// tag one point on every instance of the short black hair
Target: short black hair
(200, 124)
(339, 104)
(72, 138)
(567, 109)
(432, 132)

> [Exercise details] Exactly reproduce every record.

> [Output of the exercise]
// tag one point on every instance of the short black hair
Target: short black hair
(200, 124)
(339, 104)
(72, 138)
(567, 109)
(432, 132)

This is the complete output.